* BRIEF *
Working through the lines below, return each one that holds "flower".

[Saved data entries]
-=-=-=-=-

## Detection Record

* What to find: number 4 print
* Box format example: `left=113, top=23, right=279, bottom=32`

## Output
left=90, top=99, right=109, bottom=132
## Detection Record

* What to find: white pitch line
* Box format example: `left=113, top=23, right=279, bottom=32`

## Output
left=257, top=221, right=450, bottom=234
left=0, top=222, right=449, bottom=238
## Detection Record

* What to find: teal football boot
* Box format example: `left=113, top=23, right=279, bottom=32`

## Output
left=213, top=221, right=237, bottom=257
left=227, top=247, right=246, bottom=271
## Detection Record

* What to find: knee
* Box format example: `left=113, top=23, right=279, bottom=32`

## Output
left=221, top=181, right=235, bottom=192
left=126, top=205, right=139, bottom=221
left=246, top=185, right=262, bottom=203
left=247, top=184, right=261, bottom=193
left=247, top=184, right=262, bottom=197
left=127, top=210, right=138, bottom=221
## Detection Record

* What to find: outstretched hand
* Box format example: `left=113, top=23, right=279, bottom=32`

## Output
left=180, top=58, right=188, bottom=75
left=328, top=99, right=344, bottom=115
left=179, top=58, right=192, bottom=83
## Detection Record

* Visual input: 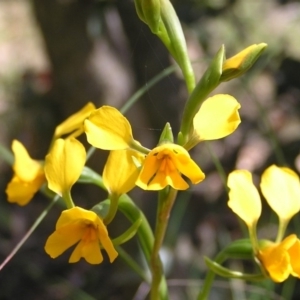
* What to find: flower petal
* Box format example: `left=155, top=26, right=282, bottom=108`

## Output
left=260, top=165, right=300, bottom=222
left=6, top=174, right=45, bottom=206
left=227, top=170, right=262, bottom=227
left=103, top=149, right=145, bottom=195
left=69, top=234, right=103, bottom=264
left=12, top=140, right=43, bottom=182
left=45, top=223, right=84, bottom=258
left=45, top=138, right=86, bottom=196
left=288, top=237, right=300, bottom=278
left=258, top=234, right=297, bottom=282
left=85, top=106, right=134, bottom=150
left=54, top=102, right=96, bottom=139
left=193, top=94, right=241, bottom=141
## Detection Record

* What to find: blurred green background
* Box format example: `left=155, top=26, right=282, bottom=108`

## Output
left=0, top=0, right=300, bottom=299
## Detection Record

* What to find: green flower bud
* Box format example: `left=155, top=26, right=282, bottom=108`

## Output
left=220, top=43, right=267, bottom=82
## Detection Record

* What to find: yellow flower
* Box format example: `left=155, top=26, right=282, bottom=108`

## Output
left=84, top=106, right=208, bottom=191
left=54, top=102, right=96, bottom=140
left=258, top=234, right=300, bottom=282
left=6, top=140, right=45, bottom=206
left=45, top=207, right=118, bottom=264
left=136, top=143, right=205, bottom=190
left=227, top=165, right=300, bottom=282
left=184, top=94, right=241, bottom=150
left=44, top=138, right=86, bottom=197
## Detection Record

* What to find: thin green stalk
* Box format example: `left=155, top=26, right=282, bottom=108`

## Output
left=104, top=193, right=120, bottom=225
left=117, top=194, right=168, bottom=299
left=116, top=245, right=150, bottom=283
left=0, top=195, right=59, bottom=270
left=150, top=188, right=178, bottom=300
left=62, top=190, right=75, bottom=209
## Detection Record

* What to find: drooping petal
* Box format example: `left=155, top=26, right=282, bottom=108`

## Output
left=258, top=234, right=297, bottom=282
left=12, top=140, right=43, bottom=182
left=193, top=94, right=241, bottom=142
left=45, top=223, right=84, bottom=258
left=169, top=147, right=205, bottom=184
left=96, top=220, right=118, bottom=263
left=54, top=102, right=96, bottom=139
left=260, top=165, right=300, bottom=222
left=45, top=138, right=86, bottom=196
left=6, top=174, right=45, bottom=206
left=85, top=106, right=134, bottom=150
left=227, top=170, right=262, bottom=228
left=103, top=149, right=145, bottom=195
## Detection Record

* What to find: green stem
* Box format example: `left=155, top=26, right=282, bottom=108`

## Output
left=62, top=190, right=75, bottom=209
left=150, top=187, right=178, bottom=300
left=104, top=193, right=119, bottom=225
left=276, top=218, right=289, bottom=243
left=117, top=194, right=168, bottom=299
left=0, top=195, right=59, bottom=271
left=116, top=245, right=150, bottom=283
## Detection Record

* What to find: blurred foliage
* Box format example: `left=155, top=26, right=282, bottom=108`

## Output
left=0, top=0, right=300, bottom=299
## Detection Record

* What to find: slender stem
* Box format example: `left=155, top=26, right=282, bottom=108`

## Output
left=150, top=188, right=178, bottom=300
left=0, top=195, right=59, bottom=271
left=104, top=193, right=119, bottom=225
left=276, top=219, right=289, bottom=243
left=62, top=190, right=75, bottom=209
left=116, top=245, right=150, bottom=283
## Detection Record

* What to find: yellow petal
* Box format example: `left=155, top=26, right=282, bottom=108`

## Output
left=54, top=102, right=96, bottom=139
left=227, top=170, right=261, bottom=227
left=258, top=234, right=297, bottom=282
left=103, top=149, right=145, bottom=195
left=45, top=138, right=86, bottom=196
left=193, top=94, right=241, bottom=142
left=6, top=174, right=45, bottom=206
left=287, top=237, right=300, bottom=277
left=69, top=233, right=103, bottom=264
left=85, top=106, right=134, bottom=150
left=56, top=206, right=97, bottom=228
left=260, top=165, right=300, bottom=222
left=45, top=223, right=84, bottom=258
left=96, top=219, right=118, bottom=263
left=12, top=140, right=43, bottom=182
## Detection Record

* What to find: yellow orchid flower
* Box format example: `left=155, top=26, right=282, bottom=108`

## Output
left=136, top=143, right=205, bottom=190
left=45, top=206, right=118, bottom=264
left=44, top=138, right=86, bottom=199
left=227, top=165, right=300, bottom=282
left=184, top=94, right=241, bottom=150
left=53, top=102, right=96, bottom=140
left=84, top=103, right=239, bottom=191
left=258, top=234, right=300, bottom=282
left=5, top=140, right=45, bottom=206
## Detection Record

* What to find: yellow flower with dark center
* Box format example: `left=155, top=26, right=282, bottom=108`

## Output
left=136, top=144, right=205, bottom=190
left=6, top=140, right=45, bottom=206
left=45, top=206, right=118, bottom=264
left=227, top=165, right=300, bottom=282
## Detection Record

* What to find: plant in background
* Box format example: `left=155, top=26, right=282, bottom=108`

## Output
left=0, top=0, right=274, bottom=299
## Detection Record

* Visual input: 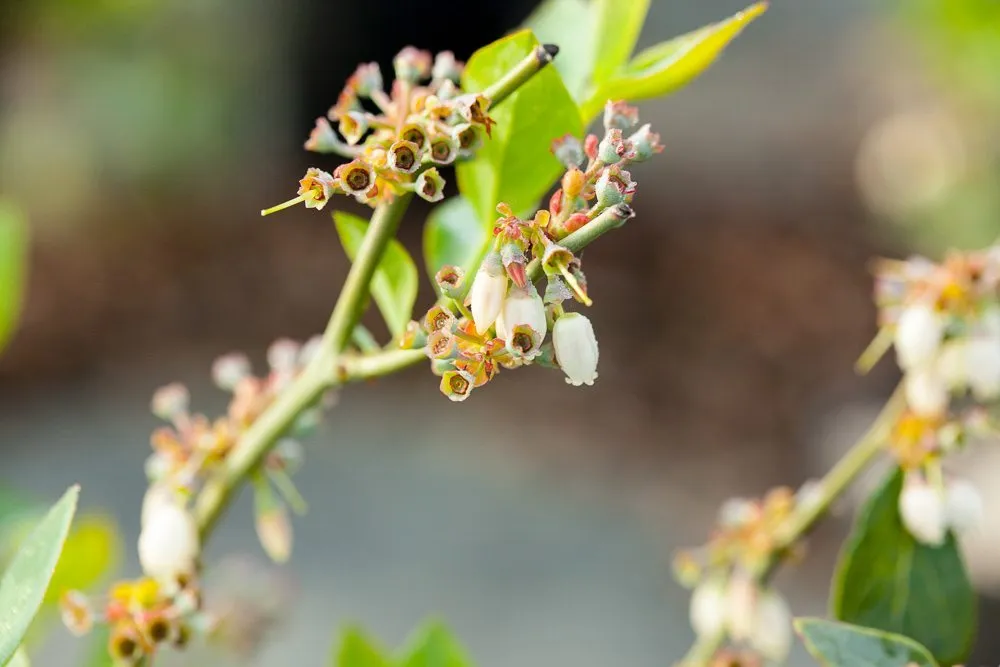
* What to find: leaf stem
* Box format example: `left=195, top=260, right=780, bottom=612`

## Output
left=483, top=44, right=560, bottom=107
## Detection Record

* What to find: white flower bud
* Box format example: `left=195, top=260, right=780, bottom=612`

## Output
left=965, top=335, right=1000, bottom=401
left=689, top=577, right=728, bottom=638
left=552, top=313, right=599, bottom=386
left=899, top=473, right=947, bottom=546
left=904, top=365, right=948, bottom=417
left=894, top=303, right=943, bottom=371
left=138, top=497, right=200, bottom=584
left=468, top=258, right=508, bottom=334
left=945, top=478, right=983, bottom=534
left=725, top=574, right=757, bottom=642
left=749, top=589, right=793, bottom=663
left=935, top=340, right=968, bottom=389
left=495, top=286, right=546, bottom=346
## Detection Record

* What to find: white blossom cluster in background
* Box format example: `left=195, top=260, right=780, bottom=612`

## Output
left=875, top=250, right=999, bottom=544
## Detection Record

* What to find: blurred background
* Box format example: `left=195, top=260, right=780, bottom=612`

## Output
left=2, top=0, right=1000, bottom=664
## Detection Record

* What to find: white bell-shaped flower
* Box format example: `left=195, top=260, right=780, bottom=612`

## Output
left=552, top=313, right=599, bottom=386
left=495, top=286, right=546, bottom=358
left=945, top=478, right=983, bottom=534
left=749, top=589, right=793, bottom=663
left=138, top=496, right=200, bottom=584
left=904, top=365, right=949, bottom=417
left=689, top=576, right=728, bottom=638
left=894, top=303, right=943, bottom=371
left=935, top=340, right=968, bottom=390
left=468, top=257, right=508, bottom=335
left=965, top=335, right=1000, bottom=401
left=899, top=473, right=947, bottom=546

-=-=-=-=-

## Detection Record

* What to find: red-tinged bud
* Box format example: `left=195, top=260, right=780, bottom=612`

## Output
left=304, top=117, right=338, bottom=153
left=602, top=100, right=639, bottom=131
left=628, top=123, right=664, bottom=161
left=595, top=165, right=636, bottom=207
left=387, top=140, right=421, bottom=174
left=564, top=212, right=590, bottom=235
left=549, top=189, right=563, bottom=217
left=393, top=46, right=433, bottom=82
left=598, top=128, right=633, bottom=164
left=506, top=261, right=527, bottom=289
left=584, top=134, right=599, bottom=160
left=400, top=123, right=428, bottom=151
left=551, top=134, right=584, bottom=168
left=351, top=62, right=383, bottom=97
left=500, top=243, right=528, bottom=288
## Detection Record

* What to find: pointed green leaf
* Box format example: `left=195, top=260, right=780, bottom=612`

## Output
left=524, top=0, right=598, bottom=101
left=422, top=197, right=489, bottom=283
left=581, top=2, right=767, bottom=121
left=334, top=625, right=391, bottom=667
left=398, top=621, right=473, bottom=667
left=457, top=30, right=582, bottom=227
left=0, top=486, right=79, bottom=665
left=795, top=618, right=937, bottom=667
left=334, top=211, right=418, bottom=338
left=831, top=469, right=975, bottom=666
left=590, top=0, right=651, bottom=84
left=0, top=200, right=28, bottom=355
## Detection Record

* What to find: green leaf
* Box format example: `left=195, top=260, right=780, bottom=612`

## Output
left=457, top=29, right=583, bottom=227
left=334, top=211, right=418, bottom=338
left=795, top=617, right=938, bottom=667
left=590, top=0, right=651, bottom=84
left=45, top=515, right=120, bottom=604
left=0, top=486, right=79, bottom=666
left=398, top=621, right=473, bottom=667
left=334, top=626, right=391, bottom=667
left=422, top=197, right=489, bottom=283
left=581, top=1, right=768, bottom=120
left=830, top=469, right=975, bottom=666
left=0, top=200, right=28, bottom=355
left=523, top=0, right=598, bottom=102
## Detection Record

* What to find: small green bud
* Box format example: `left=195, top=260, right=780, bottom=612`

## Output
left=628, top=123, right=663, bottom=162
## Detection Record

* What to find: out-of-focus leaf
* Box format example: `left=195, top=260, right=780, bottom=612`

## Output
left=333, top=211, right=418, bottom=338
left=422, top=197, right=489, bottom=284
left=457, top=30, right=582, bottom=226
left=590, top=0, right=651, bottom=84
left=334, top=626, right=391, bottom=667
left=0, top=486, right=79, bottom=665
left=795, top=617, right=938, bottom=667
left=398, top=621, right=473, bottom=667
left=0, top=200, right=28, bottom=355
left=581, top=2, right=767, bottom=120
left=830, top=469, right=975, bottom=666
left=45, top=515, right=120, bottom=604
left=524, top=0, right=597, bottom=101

-=-=-=-=-

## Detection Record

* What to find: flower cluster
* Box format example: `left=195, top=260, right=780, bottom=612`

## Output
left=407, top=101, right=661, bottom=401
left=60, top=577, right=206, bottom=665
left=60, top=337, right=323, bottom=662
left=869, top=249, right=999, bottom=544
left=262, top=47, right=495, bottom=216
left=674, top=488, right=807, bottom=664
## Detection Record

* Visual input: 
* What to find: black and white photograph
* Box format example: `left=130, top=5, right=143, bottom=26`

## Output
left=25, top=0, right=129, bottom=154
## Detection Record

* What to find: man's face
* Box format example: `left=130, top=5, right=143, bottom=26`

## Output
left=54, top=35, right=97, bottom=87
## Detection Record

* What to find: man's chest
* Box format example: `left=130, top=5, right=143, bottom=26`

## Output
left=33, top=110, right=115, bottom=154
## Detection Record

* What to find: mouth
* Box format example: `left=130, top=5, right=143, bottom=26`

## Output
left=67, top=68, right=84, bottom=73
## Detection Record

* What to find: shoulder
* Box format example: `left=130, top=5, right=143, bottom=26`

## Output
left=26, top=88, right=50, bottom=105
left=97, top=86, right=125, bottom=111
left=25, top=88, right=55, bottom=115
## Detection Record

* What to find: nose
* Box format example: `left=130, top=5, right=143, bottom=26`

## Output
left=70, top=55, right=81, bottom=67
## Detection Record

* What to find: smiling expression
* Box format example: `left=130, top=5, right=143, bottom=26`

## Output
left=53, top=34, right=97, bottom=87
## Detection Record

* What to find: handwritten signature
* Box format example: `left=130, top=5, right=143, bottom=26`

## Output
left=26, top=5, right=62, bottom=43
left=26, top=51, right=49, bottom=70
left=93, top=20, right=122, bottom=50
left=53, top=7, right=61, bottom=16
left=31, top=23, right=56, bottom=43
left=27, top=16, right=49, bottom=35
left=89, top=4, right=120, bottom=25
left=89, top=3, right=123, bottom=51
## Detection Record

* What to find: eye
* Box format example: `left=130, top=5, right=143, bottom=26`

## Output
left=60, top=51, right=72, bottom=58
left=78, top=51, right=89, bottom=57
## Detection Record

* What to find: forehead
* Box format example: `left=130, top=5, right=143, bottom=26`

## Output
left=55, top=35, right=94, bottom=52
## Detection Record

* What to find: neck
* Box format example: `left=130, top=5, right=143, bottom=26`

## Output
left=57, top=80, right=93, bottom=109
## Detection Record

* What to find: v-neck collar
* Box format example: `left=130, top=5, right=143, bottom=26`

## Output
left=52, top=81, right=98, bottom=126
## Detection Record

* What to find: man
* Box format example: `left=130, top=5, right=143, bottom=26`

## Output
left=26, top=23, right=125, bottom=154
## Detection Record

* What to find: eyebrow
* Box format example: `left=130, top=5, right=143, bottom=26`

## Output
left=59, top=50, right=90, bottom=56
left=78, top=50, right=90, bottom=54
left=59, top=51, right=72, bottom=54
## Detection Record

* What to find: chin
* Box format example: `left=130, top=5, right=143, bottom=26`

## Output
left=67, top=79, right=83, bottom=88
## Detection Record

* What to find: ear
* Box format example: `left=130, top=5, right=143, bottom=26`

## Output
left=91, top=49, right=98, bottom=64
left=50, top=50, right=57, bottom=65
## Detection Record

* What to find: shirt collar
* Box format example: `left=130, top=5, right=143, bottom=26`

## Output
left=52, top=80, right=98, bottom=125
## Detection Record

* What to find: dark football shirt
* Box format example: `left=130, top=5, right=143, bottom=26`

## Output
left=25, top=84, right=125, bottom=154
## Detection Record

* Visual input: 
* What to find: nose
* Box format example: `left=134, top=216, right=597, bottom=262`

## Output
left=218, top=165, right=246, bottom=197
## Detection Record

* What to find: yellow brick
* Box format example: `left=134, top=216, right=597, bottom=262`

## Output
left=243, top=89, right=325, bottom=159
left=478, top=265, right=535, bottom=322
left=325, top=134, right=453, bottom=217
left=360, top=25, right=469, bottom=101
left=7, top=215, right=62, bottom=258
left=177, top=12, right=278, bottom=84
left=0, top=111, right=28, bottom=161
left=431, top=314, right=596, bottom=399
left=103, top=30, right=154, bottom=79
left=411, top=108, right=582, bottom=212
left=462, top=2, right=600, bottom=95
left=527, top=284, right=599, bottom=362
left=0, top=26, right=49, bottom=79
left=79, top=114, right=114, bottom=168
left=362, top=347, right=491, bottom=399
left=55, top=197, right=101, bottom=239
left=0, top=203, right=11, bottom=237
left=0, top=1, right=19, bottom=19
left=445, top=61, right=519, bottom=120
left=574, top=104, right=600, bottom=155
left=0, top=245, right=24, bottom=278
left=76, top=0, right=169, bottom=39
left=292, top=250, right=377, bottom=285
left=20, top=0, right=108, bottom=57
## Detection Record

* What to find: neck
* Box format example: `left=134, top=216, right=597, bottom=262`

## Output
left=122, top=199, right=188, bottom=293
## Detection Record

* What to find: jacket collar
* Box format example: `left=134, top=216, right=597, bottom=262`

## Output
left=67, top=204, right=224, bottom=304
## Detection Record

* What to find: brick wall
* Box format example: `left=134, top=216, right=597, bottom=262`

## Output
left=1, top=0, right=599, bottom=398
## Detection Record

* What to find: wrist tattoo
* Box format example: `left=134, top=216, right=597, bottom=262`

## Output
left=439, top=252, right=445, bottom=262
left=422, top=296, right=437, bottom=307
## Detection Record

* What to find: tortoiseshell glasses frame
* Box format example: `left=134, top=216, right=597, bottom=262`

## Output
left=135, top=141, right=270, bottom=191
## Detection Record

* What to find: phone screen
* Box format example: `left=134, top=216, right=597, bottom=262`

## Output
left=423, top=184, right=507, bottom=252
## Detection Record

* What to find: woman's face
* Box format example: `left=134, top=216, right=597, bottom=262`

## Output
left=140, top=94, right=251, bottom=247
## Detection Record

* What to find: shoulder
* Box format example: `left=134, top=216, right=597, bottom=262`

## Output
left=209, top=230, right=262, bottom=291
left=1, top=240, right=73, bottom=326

-=-=-=-=-

* RESPONSE BELOW *
* What to find: flower petal
* What to find: green flower bud
* What to find: yellow flower
* What to find: yellow orchid flower
* What to find: yellow flower with dark center
* What to find: white flower bud
* What to find: white bell-shaped flower
* What to find: flower cluster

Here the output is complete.